• **Task data**:
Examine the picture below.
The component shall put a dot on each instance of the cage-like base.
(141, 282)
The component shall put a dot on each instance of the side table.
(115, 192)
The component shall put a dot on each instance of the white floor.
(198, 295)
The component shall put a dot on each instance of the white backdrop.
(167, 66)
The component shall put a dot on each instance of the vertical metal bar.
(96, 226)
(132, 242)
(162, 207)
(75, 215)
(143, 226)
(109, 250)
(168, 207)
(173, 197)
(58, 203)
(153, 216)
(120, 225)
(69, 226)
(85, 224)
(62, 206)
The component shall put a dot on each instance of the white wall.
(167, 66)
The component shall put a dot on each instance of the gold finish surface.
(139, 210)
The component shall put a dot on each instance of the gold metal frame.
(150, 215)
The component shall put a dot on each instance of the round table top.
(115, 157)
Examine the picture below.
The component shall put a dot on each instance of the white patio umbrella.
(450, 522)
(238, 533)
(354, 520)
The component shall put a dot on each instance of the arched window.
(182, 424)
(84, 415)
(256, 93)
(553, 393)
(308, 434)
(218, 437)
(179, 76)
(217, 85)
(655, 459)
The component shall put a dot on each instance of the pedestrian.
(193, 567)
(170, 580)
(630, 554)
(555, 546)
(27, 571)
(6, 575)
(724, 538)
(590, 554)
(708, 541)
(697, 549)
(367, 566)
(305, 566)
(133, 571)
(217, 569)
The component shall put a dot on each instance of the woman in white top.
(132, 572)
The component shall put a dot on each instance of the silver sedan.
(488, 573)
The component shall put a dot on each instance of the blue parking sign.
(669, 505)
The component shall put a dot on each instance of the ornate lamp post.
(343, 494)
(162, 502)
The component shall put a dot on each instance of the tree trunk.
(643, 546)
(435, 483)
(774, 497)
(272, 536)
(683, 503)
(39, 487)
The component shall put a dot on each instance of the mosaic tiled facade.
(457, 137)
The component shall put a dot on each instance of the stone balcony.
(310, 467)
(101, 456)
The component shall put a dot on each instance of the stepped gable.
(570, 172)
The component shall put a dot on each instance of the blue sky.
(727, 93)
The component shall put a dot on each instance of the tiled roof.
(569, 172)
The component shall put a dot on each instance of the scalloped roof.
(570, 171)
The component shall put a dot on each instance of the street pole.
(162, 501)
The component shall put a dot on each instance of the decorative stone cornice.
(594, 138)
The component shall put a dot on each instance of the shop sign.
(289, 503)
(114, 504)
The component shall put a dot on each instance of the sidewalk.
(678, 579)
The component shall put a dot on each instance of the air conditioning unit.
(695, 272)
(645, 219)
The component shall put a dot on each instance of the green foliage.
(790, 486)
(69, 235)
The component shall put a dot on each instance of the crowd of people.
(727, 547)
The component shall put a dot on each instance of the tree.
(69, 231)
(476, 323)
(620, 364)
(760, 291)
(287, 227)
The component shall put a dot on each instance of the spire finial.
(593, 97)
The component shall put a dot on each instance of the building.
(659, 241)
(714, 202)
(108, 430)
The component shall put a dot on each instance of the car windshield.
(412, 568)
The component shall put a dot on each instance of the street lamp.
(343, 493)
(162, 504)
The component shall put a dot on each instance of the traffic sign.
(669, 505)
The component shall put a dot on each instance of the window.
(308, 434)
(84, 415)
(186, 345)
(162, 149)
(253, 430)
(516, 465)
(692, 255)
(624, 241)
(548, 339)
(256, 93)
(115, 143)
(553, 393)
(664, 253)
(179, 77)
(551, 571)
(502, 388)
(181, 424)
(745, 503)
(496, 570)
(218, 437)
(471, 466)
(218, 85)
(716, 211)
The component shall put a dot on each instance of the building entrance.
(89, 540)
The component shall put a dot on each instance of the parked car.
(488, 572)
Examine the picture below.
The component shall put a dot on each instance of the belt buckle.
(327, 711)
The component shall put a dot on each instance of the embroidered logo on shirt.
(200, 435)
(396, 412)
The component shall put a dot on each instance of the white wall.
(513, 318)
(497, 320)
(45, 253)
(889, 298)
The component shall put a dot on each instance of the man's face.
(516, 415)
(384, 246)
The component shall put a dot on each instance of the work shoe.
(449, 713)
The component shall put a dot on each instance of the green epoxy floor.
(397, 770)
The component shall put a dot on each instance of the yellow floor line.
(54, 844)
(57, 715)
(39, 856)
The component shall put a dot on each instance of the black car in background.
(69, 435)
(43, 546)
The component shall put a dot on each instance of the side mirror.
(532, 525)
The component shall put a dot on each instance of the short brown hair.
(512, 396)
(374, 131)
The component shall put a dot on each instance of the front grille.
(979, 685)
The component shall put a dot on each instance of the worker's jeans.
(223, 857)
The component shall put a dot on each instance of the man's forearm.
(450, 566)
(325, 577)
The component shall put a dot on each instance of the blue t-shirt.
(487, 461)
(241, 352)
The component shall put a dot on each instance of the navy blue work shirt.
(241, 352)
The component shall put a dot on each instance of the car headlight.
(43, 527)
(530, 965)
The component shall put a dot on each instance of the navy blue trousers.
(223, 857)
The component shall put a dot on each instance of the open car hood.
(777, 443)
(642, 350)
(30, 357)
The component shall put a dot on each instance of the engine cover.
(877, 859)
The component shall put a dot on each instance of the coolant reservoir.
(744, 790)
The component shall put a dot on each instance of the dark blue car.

---

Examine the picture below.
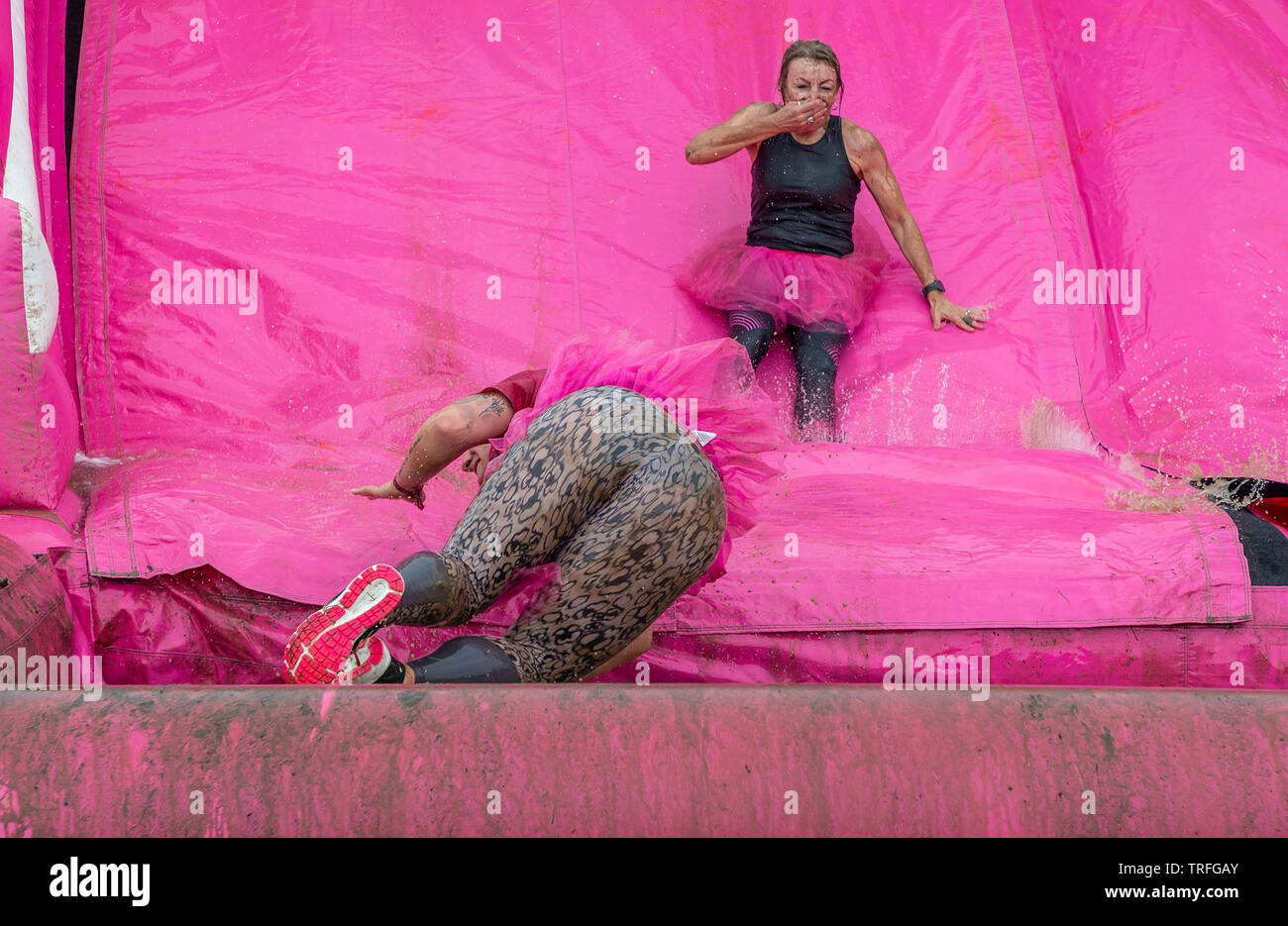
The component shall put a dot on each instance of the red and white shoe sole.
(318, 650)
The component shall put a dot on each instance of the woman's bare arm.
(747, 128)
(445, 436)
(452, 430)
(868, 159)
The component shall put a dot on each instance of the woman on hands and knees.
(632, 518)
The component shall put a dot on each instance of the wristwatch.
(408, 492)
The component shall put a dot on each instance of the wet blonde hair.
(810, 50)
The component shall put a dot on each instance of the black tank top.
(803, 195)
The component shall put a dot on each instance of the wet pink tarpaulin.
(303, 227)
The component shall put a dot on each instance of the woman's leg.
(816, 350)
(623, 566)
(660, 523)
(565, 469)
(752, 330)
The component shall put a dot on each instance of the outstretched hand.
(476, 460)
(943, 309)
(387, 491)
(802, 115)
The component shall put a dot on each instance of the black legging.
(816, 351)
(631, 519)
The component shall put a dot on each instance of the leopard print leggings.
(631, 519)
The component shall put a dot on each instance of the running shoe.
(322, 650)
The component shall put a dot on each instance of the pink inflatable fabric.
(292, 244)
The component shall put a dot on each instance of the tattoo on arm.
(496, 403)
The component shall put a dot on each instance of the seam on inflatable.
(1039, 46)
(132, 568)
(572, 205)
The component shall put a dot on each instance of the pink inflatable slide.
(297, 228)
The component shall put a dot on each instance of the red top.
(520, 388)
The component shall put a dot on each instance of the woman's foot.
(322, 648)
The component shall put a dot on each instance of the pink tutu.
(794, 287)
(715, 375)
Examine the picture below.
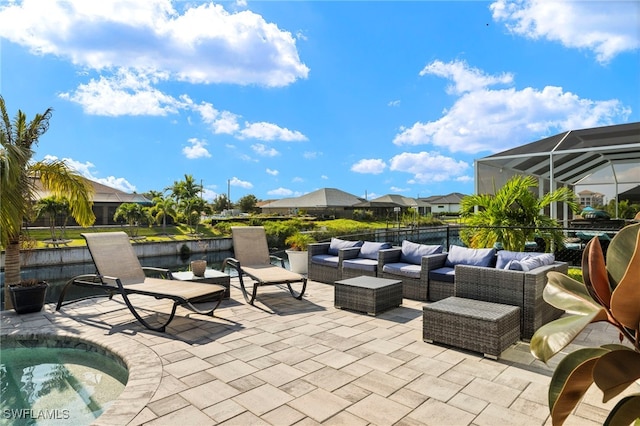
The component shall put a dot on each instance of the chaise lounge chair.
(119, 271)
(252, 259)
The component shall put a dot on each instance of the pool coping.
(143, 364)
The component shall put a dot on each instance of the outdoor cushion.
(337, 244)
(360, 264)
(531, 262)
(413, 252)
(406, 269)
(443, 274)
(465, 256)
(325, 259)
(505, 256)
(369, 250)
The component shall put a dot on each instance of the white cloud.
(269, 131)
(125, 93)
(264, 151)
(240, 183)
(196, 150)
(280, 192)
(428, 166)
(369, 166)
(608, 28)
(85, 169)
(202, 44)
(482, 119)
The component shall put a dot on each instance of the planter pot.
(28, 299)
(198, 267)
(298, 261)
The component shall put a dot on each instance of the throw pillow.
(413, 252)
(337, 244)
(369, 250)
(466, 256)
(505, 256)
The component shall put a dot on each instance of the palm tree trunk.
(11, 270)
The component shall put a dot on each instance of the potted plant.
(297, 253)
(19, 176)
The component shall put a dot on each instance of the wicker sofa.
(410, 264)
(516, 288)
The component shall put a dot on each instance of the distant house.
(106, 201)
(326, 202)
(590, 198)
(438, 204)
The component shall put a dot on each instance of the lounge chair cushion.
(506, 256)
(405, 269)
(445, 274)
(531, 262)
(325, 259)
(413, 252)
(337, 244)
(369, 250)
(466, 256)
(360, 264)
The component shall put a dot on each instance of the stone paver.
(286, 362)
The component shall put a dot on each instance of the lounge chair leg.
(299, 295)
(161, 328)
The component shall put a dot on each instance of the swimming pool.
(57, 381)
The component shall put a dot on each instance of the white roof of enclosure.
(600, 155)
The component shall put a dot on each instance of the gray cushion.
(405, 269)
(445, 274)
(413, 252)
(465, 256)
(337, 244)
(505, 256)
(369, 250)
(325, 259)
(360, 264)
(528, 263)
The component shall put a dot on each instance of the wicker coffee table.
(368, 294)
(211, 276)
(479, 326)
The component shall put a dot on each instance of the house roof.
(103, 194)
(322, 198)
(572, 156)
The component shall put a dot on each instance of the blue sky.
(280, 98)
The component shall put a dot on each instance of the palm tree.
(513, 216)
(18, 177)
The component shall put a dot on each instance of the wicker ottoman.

---

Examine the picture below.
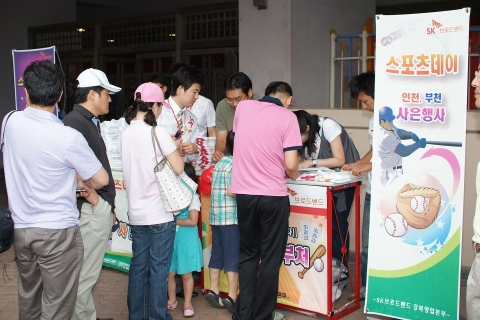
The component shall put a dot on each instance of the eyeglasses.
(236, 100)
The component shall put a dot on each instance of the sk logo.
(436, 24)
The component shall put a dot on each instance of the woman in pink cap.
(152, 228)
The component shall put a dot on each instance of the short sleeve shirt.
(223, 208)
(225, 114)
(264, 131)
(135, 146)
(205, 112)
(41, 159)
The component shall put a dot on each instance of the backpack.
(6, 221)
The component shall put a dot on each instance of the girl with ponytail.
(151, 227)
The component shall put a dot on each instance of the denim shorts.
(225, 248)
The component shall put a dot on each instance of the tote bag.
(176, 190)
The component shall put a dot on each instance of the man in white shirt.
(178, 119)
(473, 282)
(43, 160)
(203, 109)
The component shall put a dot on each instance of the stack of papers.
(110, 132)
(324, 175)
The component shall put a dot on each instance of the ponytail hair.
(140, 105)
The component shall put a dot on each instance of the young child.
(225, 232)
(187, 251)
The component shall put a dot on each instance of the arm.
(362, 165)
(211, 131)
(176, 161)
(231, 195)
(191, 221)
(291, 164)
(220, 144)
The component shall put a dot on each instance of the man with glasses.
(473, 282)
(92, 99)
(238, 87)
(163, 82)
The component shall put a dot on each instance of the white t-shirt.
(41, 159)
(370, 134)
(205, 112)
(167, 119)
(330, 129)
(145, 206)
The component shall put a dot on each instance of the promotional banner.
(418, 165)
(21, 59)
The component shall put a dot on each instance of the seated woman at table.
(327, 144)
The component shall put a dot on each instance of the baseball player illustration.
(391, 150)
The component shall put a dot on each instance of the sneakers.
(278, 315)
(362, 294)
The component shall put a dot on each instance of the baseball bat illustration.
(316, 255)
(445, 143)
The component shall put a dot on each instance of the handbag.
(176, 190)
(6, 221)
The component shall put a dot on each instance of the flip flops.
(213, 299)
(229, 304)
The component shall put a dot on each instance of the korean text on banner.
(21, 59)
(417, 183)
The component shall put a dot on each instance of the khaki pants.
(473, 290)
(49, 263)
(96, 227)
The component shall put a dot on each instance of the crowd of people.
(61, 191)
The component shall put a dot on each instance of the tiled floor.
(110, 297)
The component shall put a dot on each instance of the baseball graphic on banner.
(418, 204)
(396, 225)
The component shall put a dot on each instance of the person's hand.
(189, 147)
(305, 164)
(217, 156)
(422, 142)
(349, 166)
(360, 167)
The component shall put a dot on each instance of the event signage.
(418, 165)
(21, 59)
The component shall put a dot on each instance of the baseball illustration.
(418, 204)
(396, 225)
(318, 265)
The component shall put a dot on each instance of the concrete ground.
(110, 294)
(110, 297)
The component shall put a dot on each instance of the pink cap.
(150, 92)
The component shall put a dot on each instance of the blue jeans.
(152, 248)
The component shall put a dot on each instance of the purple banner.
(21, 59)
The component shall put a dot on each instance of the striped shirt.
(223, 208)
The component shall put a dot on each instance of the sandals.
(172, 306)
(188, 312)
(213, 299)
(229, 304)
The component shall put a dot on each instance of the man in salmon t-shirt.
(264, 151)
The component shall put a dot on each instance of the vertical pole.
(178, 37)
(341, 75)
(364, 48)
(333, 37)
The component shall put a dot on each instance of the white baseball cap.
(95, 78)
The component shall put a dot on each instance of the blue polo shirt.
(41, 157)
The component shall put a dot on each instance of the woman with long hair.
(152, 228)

• **What to work on**: Starting at the line containing "the front grille." and ending at the line containing "dark blue car.", with both of those lines included, write out all the lines again, requests and all. Multiply every coordinate in the answers by 0.4 and round each result to a whole number, rounding halves up.

• **In response**:
The component shall put a dot on each instance of the front grille.
(392, 274)
The component shall put a dot on each instance of the worker's jeans.
(89, 343)
The component shall put a dot on each instance of the man's forearm.
(180, 226)
(130, 231)
The component shall put a dot on each instance of the blue t-shirt.
(195, 184)
(96, 141)
The component shall put a dot on each instance of the navy blue work shirt.
(96, 141)
The component shall put a dot on each instance of the car headlight.
(17, 211)
(212, 386)
The component shall put a dot on each instance of the navy blue trousers.
(89, 343)
The component shall put a dot on each instance of the open car hood.
(311, 177)
(257, 140)
(12, 143)
The component shall put a dot on each instance of the engine cover.
(351, 344)
The component shall put a dot on each instance of the coolant reservoir.
(298, 316)
The component shall put a dot on each instance of the dark blue car.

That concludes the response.